Stored records:
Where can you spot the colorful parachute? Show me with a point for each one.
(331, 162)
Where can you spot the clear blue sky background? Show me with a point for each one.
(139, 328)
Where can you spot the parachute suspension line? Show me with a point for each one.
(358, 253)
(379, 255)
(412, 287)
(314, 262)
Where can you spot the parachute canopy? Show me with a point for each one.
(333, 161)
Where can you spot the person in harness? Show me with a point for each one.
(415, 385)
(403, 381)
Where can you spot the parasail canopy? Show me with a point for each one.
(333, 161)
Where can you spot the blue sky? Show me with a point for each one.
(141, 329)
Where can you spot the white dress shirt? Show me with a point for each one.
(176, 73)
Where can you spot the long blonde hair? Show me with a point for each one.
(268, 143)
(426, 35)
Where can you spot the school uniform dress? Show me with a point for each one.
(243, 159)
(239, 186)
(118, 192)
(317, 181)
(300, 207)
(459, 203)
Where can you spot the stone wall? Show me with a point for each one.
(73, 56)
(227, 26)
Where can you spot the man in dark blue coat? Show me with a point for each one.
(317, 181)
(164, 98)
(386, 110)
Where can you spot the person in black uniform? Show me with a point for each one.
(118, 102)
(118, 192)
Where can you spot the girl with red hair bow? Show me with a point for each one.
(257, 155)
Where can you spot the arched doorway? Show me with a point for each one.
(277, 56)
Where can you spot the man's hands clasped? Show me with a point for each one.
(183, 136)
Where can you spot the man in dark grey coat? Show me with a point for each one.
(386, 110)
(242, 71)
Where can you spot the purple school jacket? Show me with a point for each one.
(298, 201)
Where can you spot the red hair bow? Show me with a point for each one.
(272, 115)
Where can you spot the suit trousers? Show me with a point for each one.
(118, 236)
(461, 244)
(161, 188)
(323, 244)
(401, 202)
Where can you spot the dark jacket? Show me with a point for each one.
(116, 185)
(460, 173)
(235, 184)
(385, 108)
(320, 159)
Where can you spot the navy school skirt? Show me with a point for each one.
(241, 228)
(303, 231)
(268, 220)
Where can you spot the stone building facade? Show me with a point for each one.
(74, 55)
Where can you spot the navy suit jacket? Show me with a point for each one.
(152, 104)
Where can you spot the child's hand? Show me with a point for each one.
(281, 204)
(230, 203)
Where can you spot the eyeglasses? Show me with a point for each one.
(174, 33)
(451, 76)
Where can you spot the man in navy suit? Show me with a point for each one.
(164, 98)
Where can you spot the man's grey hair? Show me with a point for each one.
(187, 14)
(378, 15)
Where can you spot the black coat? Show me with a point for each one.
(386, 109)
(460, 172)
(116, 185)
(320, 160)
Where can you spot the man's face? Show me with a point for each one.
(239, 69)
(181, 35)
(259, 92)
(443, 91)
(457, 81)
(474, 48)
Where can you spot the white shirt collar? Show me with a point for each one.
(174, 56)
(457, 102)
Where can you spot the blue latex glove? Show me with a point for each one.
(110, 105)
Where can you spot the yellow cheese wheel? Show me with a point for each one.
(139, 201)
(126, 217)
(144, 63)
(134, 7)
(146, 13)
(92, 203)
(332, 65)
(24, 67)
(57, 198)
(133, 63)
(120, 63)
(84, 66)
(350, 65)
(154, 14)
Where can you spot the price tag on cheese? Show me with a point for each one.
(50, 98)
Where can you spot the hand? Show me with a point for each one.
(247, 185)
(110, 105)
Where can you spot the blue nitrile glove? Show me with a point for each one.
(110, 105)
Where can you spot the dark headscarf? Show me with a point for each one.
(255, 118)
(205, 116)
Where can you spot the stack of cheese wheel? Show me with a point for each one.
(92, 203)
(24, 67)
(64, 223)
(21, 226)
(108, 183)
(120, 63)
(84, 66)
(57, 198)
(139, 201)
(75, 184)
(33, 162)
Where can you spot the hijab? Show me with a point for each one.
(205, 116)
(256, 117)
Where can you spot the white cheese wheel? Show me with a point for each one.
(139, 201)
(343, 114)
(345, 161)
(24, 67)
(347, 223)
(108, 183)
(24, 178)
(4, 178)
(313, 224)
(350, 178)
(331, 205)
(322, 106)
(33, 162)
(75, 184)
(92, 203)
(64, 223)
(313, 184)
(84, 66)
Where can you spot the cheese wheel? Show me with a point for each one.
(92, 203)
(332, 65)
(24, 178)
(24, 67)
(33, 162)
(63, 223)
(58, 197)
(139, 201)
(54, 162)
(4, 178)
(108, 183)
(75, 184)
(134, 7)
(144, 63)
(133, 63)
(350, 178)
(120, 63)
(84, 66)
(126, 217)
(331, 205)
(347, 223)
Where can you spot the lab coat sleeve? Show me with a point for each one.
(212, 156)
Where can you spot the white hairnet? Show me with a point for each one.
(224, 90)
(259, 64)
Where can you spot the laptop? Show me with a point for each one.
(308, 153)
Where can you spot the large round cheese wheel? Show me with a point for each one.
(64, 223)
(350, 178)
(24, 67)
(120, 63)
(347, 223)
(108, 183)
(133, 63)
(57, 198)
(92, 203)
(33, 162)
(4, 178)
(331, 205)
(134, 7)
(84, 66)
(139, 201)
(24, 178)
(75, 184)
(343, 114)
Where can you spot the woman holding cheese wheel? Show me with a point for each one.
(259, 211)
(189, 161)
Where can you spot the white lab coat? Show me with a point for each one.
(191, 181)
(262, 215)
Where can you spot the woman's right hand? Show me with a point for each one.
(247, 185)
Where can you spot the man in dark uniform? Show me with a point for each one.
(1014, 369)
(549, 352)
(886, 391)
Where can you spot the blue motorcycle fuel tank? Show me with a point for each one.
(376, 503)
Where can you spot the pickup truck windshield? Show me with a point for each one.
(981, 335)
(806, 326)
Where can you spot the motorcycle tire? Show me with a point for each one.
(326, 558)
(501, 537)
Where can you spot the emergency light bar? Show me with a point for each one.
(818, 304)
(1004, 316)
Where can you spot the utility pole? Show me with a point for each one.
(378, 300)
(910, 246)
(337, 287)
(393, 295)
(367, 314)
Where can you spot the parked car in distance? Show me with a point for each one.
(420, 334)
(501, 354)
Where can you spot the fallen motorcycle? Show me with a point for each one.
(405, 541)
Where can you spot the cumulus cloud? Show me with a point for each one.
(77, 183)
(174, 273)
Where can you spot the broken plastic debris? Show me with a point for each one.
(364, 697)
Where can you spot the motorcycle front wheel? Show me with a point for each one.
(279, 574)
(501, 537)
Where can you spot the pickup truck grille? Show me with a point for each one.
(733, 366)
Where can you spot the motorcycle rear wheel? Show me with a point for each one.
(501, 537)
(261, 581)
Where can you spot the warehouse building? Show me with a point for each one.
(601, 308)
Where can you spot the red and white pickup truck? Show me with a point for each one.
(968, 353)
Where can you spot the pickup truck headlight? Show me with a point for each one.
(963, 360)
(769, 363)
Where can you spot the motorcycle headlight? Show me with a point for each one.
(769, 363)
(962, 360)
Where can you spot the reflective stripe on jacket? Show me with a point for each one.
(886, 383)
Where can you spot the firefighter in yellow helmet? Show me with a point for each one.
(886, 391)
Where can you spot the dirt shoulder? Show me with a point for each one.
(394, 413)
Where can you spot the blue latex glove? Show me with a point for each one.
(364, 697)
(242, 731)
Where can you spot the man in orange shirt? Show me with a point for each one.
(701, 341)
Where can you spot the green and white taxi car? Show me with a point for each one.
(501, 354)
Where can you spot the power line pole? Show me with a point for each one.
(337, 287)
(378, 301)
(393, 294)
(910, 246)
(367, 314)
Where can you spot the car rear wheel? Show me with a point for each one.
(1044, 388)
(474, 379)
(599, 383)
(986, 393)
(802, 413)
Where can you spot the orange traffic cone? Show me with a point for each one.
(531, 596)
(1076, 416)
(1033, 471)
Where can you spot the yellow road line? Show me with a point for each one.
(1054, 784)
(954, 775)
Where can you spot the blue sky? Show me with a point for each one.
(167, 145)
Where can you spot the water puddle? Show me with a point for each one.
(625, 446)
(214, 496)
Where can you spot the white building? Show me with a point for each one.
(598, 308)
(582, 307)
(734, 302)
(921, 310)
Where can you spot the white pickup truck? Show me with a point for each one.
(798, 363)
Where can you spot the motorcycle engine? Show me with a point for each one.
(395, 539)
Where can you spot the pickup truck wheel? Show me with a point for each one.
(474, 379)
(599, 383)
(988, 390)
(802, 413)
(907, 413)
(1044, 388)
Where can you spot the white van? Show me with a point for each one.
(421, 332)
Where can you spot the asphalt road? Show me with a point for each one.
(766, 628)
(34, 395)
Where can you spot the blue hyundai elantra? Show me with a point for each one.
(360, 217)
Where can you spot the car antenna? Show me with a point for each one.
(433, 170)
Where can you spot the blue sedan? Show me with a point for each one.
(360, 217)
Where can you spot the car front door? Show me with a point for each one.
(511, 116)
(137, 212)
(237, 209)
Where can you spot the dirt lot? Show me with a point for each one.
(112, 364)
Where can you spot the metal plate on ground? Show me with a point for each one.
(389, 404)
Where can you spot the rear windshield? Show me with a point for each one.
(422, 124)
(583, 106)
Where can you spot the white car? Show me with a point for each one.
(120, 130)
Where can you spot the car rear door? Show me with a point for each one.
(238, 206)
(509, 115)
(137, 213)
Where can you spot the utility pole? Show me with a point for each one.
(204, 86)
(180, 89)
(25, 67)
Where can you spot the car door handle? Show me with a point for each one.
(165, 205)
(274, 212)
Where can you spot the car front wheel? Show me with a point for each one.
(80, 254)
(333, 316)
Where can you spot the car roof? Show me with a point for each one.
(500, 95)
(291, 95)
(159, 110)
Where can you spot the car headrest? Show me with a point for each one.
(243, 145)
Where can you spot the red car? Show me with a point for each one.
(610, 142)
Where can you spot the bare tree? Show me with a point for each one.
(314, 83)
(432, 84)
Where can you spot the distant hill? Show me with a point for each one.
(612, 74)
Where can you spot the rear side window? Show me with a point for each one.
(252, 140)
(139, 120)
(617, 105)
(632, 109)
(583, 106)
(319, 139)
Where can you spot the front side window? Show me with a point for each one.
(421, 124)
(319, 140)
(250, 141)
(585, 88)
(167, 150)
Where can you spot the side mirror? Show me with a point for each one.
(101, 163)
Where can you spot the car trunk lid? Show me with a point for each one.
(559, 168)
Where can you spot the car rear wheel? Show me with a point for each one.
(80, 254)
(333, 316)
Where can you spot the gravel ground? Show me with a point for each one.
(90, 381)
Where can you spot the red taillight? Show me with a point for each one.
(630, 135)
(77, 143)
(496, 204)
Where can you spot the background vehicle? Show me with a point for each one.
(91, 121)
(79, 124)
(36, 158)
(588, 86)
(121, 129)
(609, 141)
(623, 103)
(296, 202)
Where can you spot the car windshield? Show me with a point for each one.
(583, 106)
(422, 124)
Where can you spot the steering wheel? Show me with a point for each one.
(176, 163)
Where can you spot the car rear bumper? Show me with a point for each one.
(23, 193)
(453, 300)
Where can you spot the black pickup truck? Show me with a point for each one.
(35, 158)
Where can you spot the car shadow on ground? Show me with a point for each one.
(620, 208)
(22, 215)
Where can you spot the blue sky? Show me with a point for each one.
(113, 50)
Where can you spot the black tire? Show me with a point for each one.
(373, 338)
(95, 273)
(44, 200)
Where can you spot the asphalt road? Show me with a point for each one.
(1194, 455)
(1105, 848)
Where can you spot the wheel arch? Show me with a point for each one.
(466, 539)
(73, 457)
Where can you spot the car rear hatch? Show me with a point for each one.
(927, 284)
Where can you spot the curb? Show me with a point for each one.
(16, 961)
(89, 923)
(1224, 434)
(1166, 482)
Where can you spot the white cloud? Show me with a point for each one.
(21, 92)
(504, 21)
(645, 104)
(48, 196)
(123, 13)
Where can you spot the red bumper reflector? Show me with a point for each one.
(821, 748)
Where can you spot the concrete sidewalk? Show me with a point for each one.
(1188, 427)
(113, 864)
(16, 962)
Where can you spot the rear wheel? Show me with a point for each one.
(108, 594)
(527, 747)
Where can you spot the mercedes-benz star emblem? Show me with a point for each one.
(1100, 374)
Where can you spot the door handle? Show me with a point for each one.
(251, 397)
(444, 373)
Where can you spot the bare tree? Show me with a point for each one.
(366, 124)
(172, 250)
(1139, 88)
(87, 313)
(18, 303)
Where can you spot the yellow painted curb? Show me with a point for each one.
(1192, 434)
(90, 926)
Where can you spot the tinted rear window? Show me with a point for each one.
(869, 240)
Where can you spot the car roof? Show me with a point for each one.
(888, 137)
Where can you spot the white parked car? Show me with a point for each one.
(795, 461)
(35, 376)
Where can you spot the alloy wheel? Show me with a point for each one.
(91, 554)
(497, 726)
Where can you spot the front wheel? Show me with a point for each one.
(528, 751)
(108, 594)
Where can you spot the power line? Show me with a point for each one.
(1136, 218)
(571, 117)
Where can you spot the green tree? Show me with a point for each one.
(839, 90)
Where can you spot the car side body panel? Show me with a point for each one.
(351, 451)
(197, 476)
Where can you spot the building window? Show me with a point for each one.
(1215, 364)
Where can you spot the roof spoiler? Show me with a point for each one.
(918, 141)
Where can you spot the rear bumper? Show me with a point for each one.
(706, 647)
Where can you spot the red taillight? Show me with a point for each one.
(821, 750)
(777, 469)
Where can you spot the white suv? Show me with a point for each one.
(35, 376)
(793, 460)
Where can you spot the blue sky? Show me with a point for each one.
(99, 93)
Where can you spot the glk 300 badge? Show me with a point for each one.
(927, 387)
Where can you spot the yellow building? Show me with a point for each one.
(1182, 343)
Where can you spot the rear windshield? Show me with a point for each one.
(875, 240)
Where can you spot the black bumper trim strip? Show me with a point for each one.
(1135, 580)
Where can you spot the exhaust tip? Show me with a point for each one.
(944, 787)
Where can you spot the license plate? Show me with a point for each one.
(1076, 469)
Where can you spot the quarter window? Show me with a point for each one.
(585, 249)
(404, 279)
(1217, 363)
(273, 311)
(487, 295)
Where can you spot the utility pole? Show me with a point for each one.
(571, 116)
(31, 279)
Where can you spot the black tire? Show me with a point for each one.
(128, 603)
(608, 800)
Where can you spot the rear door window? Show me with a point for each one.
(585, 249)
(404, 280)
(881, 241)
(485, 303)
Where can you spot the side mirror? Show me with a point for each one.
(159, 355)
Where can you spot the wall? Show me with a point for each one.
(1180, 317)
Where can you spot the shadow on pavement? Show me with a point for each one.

* **PROMPT**: The answer is the line with "Where can you spot the black bumper" plus every line after it, printed exactly as they appear above.

* **ANSWER TO THIS EXERCISE**:
Where can you spot the black bumper trim strip? Show me with a point for each one.
(1135, 580)
Where can you spot the exhaust tip? Show me with a point for each one.
(944, 787)
Where can you spot the license plate? Show me with a point for each one.
(1076, 469)
Where can you spot the quarter window? Show me with a point for each one.
(585, 249)
(404, 279)
(1217, 363)
(273, 311)
(487, 295)
Where can you spot the utility pole? Show me with a point for each one.
(571, 116)
(31, 279)
Where can you spot the black tire? Show me with a point for each one.
(128, 603)
(608, 800)
Where can you spot the rear door window? Show me with a point for each one.
(585, 249)
(404, 280)
(881, 241)
(485, 303)
Where can you spot the side mirror? Show me with a point for each one.
(159, 355)
Where can you spot the wall? Show me with a point for each one.
(1180, 317)
Where can you spot the shadow on pavement? Show me with a point for each one.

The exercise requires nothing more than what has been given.